> _PAGE_
════════

Steve Kass

7 May 2008 3:37

Researchers have discovered…

Posted by Steve under Research Studies
Comment on this post

… that teaching mathematical concepts with confusing real-world examples is not a good idea.

Last month, the journal Science published an article about learning mathematics. Many newspapers and magazines picked up the story and pitched it at readers, summarizing the research result more or less like ars technica did [here]: “[S]tudents who learn through real-world examples have a difficult time applying that knowledge to other situations.”

This doesn’t agree with my experience in the classroom, and I sought the source. The full text of the Science article isn’t free, and the following remarks are based on what seems to be an earlier report of the same research by the same authors: “Do Children Need Concrete Instantiations to Learn an Abstract Concept?,” in the Proceedings of the XXVIII Annual Conference of the Cognitive Science Society [accessed at http://cogdev.cog.ohio-state.edu/fpo644-Kaminski.pdf on May 6, 2008.] Here the Ohio State researchers described their experiment.

In the first phase, subjects learned a mathematical concept.

[The concept] was a commutative group of order three. In other words, the rules were isomorphic to addition modulo three. The idea of modular arithmetic is that only a finite number of elements (or equivalent [sic] classes) are used. Addition modulo 3 considers only the numbers 0,1, and 2. Zero is the identity element of the group and is added as in regular addition: 0 + 0 = 0, 0 + 1 = 1, and 0 + 2 = 2. Furthermore, 1 + 1 = 2. However, a sum greater than or equal to 3 is never obtained. Instead, one would cycle back to 0. So, 1 + 2 = 0, 2 + 2 = 1, etc.

Subjects learned this concept through one of two scenarios: a scenario using geometric symbols with “no relevant concreteness” or a scenario “with relevant concreteness” using measuring cups containing various levels of liquid.

Ok, I’ll bite. I was a New Math child, and Mrs. Szeremeta taught us modular arithmetic with (analog) clocks. A “liquid left over” scenario with measuring cups ought to work, too. Most students “know” the idea of measuring cups.

════════

> _DATASET EXTRACT_
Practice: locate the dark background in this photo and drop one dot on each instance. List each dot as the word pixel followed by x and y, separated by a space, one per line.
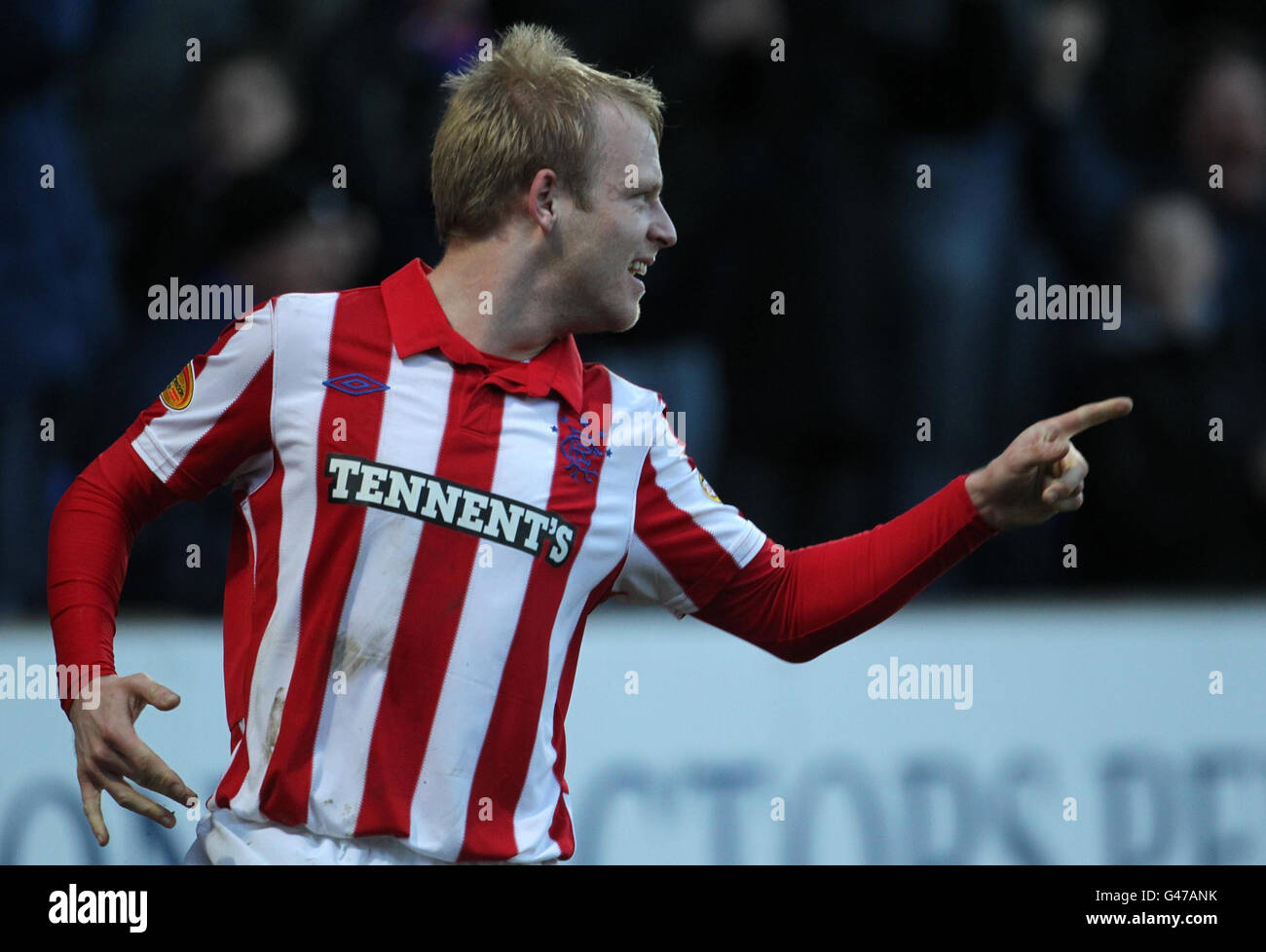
pixel 794 176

════════

> _TO-DO LIST_
A. In the post above on research about learning mathematics, what did Mrs. Szeremeta use to teach modular arithmetic?
B. List every addition equation written out in the post's description of addition modulo 3.
C. Continue the blog post about the mathematics learning study past its final sentence.

> _RESPONSES FOR EACH TASK_
A. She used analog clocks.

B.
0 + 0 = 0
0 + 1 = 1
0 + 2 = 2
1 + 1 = 2
1 + 2 = 0
2 + 2 = 1

C.
Mrs. Szeremeta’s clocks worked, because the clock scenario contained “relevant concreteness,” and because its concreteness was familiar. For a concrete example to be a good teaching tool for an abstract concept, the concreteness has to be both relevant and familiar. Relevant means the concrete instantiation has to behave in real life more or less according to the rules of the abstract concept. Familiar means students know or can quickly learn how it works in real life. As the authors correctly observe, “the perceptual information communicated by the symbols themselves can act as reminders of the structural rules.”

Oops.

In addition to scenarios “with no concreteness” and “with relevant concreteness,” other kinds of scenario exists: ones “with confounding concreteness,” or ones with “irrelevant concreteness,” or ones with “distracting concreteness.” A scenario with confounding concreteness is one that draws on the familiar, but where the familiar behavior works contrarily to the rules of the abstract concept.

Here is the authors’ concrete scenario:

To construct a condition that communicates relevant concreteness, a scenario was given for which students could draw upon their everyday knowledge to determine answers to test problems. The symbols were three images of measuring cups containing varying levels of liquid. Participants were told they need to determine a remaining amount when different measuring cups of liquid are combined.

So far so good, but unfortunately, the three images used to represent the equivalence classes were those of a 1/3-full, a 2/3 -full, and a full measuring cup, representing the equivalence classes [1], [2], and [0] respectively.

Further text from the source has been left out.